------ Excerpt
The students stand shoulder to shoulder in a circle in Nancy Seamount's health class at Juneau-Douglas High School.
They turn to the left, put their right arms toward the center, and are then told to sit down in the lap of the person behind them. Many students back out.
``Oh, everybody's uncomfortable with touch all of a sudden?'' Seamount asks.
The students remaining in the circle collapse on each other in a giggling group.
Then all the students get in a wide circle and are told to hold hands. Hold hands? They rearrange themselves so boys alternate with girls.
``You can get boy-girl. It's up to you,'' Seamount tells them. ``But this homophobia has got to stop.''
Andrew Vallejo, a student who helps teach, leads the class in an ever-tightening circle, a coil, until they're just a big bunch in the middle.
``This is officially called a group hug,'' Seamount says.
Seamount, 45, began her career with the Juneau School District in 1983 as an elementary school counselor, an experience she found somewhat traumatic.
Many children were from divorced families. Students also told her about drug and alcohol problems in the home, domestic violence and sexual abuse.
``I was overwhelmed,'' Seamount said. ``Kids at that age present themselves - they're so vulnerable. What impressed me was children today are overwhelmed by loneliness and unresolved grief.''
When she moved to the high school, to counsel and eventually teach, she told herself she'd remember where the big kids were coming from.
``Every face I looked at was both an adolescent and a child,'' Seamount said.
Besides teaching health, Seamount helps coordinate Students for Social Responsibility and Peer Mediation, which was one of nine ``safe and drug-free school'' programs honored last year by the U.S. Department of Education.
The program includes teen-led community service projects, students who help troubled peers and mediate disputes, and retreats partly led by students for teens at risk of dropping out.
Seamount grew up in Riverside, Calif., expecting to be a missionary Catholic nun, but she went to the wrong convent.
The nuns in her Catholic schools excelled at developing a sense of vocation, of contributing to the world, Seamount said. But she only lasted one semester in a Houston, Texas, convent because she didn't feel the same passion from those nuns, she said.
------------
Requirements:
A. In the article about Seamount's health class, how would you rewrite the paragraph beginning "The program includes teen-led community service projects" as a brief list?
B. In the records, render the lines from the one that contains "Practice step: point at the cluster" through the one that contains "(1243, 454)" as a JSON list of strings, one string per line.
------ Task inputs
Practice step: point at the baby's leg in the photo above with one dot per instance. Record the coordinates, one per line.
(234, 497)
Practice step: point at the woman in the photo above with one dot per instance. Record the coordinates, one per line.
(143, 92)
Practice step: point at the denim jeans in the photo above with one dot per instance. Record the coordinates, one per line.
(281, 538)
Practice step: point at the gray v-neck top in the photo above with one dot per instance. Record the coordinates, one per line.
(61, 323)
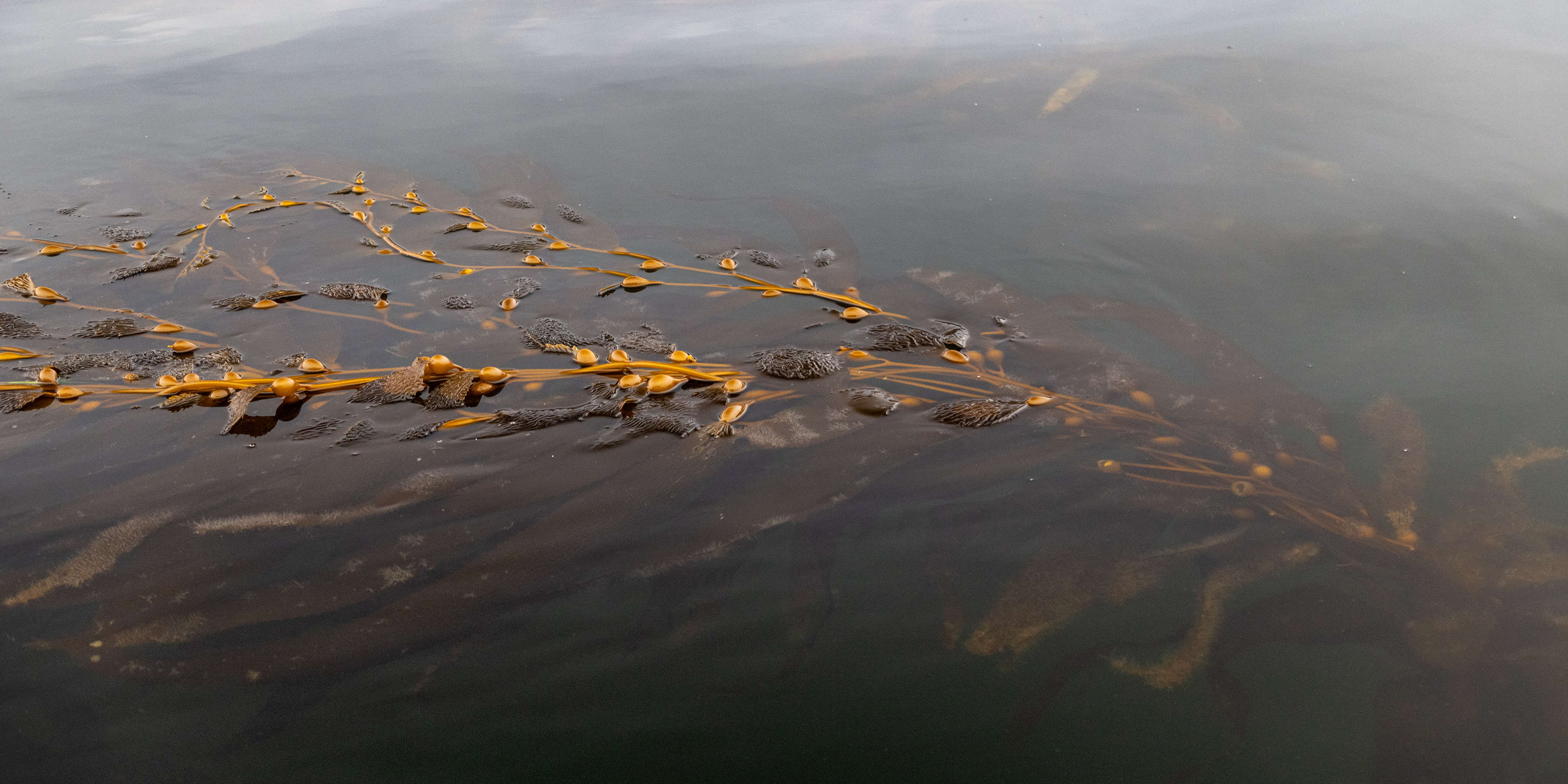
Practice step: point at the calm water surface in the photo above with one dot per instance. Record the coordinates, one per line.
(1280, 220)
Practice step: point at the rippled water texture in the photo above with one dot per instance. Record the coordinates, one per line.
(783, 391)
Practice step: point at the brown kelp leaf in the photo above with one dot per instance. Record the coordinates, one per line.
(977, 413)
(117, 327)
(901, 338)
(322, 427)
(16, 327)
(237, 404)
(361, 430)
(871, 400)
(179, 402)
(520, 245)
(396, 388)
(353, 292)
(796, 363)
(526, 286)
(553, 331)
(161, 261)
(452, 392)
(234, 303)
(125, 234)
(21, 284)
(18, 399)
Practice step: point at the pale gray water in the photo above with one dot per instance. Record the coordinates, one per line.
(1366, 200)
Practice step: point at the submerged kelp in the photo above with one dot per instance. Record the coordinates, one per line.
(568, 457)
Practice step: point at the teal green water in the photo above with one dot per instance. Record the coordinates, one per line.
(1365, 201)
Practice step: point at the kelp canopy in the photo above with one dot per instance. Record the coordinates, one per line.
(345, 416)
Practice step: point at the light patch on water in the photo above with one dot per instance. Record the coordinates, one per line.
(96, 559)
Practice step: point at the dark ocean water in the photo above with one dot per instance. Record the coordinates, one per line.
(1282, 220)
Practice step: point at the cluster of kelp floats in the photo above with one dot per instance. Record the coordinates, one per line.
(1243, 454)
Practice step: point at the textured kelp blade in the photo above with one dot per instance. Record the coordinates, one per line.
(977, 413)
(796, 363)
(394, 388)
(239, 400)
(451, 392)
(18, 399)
------------
------ Task inputs
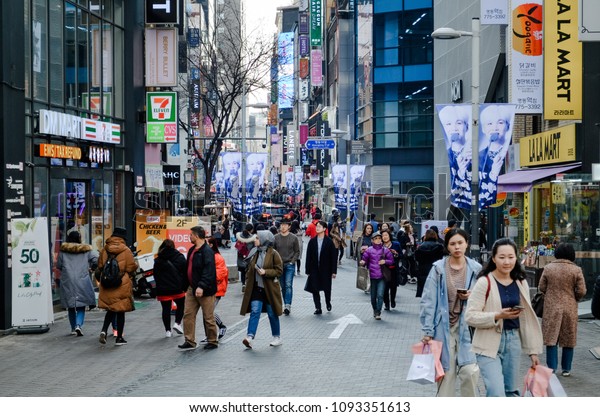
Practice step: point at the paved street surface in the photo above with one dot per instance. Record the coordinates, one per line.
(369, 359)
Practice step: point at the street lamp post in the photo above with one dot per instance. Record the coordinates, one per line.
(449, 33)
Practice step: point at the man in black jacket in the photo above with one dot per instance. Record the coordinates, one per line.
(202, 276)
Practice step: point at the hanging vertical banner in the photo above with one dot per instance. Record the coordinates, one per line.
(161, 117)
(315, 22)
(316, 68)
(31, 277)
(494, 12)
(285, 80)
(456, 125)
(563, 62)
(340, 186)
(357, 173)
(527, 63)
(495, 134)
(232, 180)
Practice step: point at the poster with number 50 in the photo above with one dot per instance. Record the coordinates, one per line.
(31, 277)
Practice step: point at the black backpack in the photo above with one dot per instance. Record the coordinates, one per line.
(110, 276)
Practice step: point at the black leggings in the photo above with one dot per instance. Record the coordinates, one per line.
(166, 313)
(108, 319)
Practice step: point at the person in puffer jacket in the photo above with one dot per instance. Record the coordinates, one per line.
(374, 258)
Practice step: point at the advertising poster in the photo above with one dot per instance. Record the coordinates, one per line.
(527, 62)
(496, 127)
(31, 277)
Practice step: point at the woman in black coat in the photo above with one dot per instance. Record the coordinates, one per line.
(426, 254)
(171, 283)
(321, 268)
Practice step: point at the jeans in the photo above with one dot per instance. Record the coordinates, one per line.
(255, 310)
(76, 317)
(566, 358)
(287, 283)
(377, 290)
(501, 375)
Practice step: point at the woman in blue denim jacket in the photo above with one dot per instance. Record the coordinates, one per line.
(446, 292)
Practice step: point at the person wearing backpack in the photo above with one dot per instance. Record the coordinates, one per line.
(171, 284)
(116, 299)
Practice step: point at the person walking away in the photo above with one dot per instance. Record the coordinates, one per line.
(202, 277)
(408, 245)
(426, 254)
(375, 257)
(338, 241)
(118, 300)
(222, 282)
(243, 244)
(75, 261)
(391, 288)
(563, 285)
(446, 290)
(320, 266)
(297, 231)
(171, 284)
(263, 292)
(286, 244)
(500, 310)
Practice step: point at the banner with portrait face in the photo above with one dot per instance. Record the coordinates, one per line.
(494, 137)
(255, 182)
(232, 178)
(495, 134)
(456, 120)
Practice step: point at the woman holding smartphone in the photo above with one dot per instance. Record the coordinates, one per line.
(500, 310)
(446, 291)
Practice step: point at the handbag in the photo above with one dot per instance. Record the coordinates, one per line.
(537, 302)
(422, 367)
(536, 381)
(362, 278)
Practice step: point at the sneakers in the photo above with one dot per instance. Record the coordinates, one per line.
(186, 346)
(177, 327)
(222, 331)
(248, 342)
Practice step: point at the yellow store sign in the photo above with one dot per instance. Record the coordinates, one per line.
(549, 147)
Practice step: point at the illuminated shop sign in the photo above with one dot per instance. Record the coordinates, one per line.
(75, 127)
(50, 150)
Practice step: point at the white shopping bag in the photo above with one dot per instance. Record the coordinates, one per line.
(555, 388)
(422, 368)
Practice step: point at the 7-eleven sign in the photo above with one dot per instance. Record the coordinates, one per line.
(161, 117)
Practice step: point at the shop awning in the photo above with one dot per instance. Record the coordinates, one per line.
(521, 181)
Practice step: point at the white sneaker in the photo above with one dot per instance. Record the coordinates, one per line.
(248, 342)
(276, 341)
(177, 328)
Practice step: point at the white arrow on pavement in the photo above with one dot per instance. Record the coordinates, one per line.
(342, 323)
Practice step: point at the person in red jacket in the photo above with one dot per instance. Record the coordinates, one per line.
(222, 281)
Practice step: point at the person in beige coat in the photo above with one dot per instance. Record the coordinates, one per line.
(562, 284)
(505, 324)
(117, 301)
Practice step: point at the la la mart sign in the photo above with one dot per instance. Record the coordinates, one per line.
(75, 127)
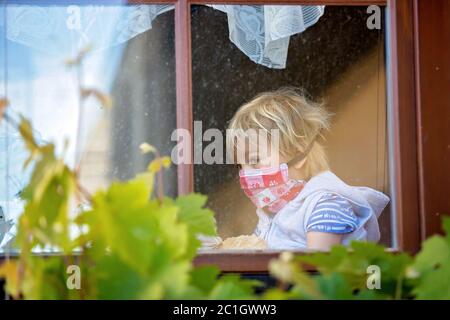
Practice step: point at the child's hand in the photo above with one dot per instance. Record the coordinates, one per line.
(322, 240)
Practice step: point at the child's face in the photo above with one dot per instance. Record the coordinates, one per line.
------------
------ Task inputs
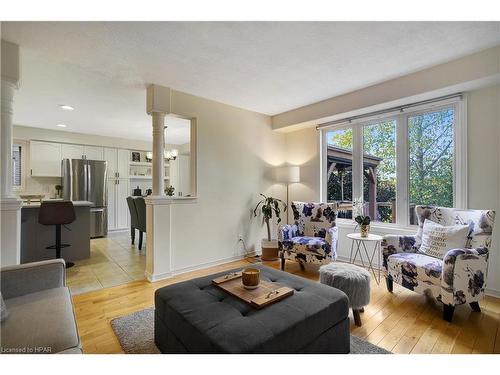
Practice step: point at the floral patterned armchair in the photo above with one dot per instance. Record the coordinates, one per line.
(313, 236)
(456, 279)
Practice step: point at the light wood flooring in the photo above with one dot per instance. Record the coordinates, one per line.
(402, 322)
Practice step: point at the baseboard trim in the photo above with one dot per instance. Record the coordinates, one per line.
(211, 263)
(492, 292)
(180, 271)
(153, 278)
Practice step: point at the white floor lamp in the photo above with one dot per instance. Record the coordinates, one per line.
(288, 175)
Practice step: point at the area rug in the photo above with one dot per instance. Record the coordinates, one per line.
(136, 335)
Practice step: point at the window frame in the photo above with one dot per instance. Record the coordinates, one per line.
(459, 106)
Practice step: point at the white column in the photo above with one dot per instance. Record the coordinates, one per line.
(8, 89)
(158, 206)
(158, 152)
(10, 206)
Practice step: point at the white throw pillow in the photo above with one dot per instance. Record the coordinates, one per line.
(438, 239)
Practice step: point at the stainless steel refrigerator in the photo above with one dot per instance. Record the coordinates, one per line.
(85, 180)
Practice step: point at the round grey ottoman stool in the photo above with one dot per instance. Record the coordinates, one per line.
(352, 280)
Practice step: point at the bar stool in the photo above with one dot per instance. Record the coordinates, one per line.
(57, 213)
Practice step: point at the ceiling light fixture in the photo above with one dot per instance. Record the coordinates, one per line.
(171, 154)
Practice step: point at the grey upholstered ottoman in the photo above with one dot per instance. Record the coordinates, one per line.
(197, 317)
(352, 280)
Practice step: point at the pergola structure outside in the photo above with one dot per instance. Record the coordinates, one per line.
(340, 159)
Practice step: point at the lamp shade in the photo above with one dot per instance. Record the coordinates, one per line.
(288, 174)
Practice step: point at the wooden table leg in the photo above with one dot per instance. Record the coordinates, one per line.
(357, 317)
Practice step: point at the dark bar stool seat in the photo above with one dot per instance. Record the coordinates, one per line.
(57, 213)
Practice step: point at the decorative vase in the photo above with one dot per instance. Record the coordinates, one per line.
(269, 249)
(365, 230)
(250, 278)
------------
The replies:
A.
- Teen-led community service projects
- Students who help troubled peers and mediate disputes
- Retreats, partly led by students, for teens at risk of dropping out

B.
[
  "Practice step: point at the cluster of kelp floats in the photo above with one dot per instance. Record the coordinates, one per line.",
  "(1243, 454)"
]